** START **
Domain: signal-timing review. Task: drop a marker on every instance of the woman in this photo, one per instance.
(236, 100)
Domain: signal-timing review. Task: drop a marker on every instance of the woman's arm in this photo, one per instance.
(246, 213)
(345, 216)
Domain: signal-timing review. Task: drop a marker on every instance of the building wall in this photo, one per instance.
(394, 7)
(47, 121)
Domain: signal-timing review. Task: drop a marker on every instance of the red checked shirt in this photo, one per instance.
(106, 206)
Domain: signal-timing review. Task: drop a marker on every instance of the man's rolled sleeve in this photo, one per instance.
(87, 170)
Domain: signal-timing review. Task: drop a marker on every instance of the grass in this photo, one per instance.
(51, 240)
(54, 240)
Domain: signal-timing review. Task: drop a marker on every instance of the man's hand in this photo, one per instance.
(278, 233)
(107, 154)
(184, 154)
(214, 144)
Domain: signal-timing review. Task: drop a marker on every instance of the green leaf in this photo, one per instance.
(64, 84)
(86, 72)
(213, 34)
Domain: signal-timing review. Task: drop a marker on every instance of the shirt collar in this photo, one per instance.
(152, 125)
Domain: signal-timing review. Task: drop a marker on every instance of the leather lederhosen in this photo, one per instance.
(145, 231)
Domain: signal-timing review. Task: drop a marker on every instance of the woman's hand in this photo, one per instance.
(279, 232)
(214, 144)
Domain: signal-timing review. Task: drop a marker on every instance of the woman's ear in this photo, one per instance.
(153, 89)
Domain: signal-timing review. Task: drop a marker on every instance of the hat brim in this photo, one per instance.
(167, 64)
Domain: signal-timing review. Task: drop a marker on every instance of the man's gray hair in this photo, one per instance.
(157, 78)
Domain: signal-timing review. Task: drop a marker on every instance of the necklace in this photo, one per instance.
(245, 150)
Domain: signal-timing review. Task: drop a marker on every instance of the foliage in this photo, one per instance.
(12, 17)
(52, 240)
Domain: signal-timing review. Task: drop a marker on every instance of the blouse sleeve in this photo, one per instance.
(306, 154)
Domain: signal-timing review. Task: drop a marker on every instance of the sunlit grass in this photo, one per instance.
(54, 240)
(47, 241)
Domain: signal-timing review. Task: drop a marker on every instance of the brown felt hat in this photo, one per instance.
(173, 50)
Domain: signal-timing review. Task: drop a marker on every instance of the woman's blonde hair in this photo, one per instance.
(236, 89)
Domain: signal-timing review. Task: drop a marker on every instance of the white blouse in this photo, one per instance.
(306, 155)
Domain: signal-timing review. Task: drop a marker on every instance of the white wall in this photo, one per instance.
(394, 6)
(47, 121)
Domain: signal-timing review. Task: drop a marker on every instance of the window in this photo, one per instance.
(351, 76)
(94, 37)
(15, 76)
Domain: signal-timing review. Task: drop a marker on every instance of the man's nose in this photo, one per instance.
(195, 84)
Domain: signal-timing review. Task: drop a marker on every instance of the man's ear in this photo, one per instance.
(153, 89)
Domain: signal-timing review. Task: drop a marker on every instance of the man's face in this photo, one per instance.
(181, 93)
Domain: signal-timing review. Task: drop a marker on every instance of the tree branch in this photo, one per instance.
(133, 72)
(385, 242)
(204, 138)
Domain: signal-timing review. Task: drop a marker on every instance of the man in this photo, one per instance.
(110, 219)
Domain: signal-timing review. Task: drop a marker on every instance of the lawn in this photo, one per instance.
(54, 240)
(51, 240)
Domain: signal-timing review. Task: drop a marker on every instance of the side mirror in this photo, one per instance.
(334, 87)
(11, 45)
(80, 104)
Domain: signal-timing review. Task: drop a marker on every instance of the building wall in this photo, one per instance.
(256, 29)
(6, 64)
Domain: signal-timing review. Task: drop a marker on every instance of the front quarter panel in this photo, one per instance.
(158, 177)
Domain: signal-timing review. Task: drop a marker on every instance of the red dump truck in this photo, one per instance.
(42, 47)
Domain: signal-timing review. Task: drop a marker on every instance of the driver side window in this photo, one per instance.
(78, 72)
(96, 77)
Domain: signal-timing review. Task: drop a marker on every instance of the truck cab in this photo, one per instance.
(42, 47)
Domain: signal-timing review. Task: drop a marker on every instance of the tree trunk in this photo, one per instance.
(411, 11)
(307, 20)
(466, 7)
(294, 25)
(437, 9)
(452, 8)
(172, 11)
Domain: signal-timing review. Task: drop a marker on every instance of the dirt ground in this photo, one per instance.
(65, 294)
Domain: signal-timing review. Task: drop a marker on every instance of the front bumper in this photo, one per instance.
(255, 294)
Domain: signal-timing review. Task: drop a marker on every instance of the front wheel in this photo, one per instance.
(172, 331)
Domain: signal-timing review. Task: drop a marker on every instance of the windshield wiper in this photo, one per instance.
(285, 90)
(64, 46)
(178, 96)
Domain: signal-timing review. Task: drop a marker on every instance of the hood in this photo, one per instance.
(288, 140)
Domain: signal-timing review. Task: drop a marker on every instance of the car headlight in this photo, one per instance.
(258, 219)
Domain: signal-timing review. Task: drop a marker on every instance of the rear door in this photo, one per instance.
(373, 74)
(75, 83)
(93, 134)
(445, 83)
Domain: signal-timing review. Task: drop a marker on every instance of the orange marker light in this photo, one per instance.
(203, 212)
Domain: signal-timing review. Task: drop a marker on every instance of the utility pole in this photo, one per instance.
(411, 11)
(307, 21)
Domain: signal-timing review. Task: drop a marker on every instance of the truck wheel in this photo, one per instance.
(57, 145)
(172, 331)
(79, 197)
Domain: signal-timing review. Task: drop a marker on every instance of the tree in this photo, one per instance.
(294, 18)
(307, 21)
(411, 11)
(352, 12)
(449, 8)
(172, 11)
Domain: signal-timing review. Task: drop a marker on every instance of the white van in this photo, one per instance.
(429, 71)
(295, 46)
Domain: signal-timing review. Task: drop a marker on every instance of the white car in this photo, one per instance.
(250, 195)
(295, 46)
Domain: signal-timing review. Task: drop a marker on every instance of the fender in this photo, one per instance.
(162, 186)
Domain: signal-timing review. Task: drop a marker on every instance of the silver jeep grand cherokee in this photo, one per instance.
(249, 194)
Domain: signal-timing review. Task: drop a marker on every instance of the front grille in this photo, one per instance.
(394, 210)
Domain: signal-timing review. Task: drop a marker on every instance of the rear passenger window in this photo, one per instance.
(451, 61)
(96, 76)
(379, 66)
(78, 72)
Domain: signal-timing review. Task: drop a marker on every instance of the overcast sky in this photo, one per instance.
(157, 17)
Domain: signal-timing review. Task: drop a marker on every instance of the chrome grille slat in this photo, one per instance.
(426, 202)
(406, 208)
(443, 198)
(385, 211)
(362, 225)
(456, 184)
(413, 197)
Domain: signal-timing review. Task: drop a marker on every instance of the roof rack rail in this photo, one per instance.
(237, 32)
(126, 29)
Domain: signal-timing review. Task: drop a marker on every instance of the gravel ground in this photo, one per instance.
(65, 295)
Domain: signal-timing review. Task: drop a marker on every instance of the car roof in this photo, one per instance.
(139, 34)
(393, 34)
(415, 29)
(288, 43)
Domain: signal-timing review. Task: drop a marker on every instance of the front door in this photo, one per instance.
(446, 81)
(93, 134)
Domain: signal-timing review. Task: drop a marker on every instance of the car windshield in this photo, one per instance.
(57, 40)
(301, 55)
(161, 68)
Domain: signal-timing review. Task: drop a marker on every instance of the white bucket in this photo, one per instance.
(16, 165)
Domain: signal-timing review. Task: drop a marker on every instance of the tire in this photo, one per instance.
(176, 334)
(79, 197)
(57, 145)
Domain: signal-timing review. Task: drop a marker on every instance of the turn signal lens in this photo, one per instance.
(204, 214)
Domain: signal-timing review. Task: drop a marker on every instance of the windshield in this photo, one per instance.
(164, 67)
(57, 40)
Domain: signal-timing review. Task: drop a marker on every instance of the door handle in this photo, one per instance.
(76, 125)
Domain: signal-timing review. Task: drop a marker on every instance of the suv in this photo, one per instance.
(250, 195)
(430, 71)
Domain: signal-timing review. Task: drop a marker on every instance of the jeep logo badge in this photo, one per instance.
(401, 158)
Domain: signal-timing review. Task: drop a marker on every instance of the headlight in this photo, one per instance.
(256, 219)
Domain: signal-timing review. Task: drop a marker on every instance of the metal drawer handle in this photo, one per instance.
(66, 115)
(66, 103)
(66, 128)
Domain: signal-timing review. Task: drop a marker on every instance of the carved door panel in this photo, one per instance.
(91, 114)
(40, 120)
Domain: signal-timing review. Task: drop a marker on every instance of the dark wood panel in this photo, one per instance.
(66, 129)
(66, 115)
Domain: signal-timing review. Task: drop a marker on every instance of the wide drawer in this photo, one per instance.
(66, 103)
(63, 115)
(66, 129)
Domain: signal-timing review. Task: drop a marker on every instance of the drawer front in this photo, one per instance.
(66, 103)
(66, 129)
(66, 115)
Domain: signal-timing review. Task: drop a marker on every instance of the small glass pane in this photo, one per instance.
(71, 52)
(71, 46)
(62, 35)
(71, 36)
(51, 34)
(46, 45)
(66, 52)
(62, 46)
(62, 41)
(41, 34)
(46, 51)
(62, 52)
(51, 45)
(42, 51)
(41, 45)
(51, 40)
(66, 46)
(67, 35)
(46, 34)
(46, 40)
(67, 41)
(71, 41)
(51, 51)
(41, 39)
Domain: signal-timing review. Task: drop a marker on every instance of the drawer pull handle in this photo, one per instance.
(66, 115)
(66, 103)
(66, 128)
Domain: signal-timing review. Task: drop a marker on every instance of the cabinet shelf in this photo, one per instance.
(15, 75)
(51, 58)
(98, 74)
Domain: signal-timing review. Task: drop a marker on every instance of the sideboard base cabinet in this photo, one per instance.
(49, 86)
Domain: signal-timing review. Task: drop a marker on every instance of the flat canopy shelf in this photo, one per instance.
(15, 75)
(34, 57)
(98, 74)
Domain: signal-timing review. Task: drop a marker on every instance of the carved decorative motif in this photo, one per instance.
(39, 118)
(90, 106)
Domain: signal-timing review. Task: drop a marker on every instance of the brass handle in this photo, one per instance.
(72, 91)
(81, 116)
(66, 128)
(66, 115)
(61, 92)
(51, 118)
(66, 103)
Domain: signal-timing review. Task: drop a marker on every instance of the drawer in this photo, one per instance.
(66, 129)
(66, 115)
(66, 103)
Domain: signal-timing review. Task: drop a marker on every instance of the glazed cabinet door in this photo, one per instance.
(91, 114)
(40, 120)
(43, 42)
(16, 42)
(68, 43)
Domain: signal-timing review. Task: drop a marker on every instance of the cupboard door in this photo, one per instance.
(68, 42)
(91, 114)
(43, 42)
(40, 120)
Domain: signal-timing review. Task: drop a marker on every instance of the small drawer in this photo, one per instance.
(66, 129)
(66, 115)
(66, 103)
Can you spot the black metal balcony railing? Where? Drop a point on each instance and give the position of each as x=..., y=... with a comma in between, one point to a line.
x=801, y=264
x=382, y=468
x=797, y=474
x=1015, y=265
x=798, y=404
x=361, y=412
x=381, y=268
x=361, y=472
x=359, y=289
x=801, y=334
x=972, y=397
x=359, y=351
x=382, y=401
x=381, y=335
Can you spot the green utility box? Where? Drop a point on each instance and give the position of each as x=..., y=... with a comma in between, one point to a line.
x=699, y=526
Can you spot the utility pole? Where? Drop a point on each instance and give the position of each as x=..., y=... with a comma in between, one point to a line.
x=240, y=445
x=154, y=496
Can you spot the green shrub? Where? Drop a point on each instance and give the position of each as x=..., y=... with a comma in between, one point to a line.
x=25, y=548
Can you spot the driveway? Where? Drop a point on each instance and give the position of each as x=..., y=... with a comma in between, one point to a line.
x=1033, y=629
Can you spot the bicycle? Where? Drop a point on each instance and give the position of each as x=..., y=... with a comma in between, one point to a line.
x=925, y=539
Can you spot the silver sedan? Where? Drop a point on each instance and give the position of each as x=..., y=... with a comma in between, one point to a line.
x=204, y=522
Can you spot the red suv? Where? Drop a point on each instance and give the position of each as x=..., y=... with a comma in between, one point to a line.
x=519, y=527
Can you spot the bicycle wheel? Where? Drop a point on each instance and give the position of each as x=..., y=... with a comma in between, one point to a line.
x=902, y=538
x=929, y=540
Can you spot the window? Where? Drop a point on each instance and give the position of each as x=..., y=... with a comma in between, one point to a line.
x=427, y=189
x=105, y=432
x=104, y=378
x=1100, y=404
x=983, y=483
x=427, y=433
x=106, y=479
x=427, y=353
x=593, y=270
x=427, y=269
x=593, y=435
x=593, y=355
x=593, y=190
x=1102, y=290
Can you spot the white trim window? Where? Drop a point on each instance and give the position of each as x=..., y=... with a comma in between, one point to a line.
** END **
Transcribe only the trailing portion of the entries above: the line that contains "Can you spot the green utility" and each line after it.

- [Problem solution]:
Can you spot the green utility box? Where? Drop a point on each instance and give the position of each as x=..., y=... with a comma in between, one point to a line.
x=699, y=526
Can you spot the utility pole? Where? Drop a point on each instance and give the position of each as x=..., y=... with a comma in between, one point to a line.
x=240, y=445
x=154, y=496
Can you spot the green shrub? Where? Drop a point on each instance and give the position of each as x=..., y=... with a comma in between, one point to a line.
x=25, y=548
Can you spot the driveway? Where? Drop a point on each instance and give the position of each as x=..., y=... with a comma in between, one point to a line.
x=1033, y=629
Can you spot the bicycle? Where? Drop a point on each instance and give the position of each as x=..., y=... with a comma in between, one point to a line.
x=925, y=539
Can you spot the silver sedan? Where? Drop a point on each instance and give the position of each as x=..., y=... with a comma in between, one point to a line.
x=204, y=522
Can you spot the red suv? Where? Drop a point on each instance and give the position of each as x=..., y=... with a comma in between, one point to a line.
x=519, y=527
Can you spot the bicycle wheel? Where? Drop a point on each instance and give the position of each as x=..., y=... with a comma in between, one point to a line.
x=902, y=538
x=929, y=540
Can you spot the window? Where? Drop a point on each instance and give the position of each as x=..., y=... with a comma in between, one point to a line.
x=427, y=189
x=105, y=432
x=104, y=378
x=1100, y=404
x=983, y=483
x=427, y=433
x=106, y=479
x=427, y=353
x=593, y=270
x=427, y=269
x=593, y=435
x=593, y=355
x=593, y=190
x=1102, y=290
Can you spot the white trim window? Where? Drop a point on each instance and give the position of each as x=..., y=... with a comma in between, one point to a line.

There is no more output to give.